(Directive): Could you render the lines below as a Markdown table with two columns, "Row" for the row number and "Line" for the line itself, leaving out any blank lines?

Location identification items

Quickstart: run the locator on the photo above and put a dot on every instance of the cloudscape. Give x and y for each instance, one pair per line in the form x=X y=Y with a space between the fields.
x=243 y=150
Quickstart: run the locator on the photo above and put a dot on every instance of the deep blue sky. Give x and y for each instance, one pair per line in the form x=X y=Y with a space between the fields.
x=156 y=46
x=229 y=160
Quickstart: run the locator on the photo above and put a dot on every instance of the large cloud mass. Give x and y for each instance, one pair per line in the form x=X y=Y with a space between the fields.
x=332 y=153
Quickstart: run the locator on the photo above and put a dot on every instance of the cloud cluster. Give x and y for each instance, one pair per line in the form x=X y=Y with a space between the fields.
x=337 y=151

(Output below):
| Row | Line |
|---|---|
| 1 | Quickstart: run the locator on the photo above and put a dot on every instance of the cloudscape. Give x and y for each instance, one pair per line in the form x=X y=Y with a space between the fields. |
| 2 | x=243 y=150 |
| 3 | Quickstart: run the locator on the photo above and put a dot on every instance of the deep blue sky. Give x and y for each instance, one pair per line in the form x=X y=Y with a space between the fields. |
| 4 | x=156 y=46 |
| 5 | x=229 y=160 |
| 6 | Quickstart: run the locator on the photo above and put a dot on every instance of the large cloud mass. Give x and y for each instance, one pair per line in the form x=X y=Y with a space between the fields. |
| 7 | x=332 y=153 |
| 8 | Quickstart: run the locator on the photo above and put a dot on every instance of the cloud cluster. Give x and y for each instance, one pair per line in the form x=X y=Y with a space between the fields. |
| 9 | x=337 y=151 |